━━ DATA PROVIDED ━━

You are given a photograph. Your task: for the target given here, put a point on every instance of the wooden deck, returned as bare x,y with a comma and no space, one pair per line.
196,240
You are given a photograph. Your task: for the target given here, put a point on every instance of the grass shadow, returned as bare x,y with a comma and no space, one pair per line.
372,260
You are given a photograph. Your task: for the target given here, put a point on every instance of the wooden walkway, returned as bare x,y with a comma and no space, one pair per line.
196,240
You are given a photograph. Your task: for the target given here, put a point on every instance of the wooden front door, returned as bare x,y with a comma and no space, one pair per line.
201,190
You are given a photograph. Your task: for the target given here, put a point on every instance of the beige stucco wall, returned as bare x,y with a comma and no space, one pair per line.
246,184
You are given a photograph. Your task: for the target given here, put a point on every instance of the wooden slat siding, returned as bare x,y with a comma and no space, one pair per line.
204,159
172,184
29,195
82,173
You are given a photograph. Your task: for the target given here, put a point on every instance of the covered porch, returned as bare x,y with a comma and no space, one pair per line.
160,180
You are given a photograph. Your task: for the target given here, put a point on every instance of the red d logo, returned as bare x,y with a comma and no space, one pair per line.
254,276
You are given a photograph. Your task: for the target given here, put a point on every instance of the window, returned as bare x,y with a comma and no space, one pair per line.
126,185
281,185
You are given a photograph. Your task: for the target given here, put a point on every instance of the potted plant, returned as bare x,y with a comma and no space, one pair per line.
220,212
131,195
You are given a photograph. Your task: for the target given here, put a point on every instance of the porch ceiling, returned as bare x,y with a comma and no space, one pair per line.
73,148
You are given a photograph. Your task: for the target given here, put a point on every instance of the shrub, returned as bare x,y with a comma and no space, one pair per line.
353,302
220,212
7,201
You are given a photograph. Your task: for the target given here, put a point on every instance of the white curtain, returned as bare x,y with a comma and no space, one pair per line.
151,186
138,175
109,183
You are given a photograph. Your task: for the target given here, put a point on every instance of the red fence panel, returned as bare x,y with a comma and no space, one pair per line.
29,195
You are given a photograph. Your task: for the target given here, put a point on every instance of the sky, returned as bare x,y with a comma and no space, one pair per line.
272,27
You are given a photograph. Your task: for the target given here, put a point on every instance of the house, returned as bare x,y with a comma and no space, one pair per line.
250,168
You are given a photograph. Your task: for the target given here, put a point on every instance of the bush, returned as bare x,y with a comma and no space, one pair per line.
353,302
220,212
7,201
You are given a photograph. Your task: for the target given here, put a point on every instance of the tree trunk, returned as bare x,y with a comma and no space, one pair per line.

━━━

PROBLEM DETAILS: Print the whole listing above again, line for line, with no changes.

FINAL RESULT:
You are given a photograph. Your task: for the target given here, put a point on every instance of the wooden deck, returned as bare x,y with a comma and no space, one pair per line.
196,240
You are given a photograph. Your task: for the target given here, put a point on every instance of the grass shadow, returned as bare x,y with a comma and no space, one pair per line.
372,260
You are given a photograph. Your task: for the target given here, put a point on every instance of the wooden walkway, returned as bare x,y with a comma and no space, one pair per line.
196,240
You are given a photograph. Your task: for the target given here, put a point on every instance of the wooden front door, returned as bare x,y with a comma and no space, one pair per line.
201,190
You are given a photograph. Your task: for the target given here, put a point on every instance of the beige stucco wall, returned as bare x,y with a comma and no space, one pair per line.
246,184
You are given a photograph. Your task: for the target given here, put a point on every instance of the wooden slat siding, returned as bare x,y with a comma and no space, one pair per line.
204,159
172,184
29,195
82,173
You are given a photograph. Your task: for the target given here, put a point on every instance of the covered porch, returned as bare x,y with a comma and no space, one pair per line.
160,180
You are given a photograph. Your task: for the target given here, put a point on every instance of the red d logo, returned as bare x,y with a comma and no space, one pair per line.
254,276
You are given a photograph. Your task: for the target given here, put a point on every instance of the window, returned as bare x,y with a comma and no space, one pair per line.
126,185
281,185
You are given a photograph. Your task: for the target given here, put a point on every instance of the potted plant, returned as bare x,y with a comma and no space, one pair per line.
220,212
131,195
You are given a photograph. Your task: for the target given here, put a point on every instance of the porch ceiling, returned as bare x,y with a comma and no space, one pair per line.
73,148
You are given a photograph. Your task: for the target given here, put a point on every instance of the shrub, returned as bare x,y with a comma and no space, one pair per line.
353,302
220,212
7,201
You are given a photograph. Your task: for the target given here, put a point on every instance of the white curtain, returned as bare x,y with a comma and no space, one pair per line.
151,186
138,175
109,183
You are given a photograph. Your task: for the target given here, put a point on every instance of the red fence panel, returned as bare x,y with a comma and no space, one pair per line.
29,195
You are given a photograph. Your task: for the target given here, put a point on every instance of the sky, returned as bare x,y with a comma and no space, one pair per line.
272,27
You are given a photograph. Your task: for the target given here, put a point on every instance of the house, returned as bare x,y with a comma and no space, one pair per line.
250,168
You are given a photograph. Your task: for the target given here, put a point on every instance of the bush, returned as bare x,y with a comma and no space, one pair per line.
353,302
220,212
7,201
You are given a photograph. Your task: for the target given here, put a point on every instance of the tree trunk, returned as bare x,y with a comma and no space, one pair per line.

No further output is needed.